Records from a data source:
====
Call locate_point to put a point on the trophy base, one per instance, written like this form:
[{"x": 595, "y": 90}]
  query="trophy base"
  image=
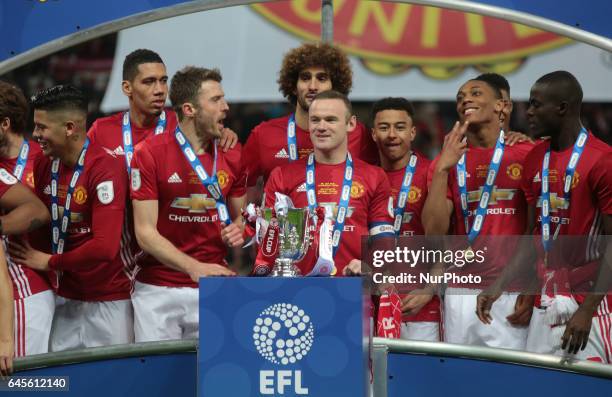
[{"x": 285, "y": 268}]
====
_WORK TO DO_:
Reproduce all of the material above, requests included, shifting every point coordinate in the answers by -119 but leaving the numbers in the requests and their format samples as they are. Omit the pictures.

_OUTPUT BELOW_:
Call locate_point to put a point on the trophy base, one per instance, written like this form:
[{"x": 595, "y": 90}]
  query="trophy base"
  image=
[{"x": 166, "y": 149}]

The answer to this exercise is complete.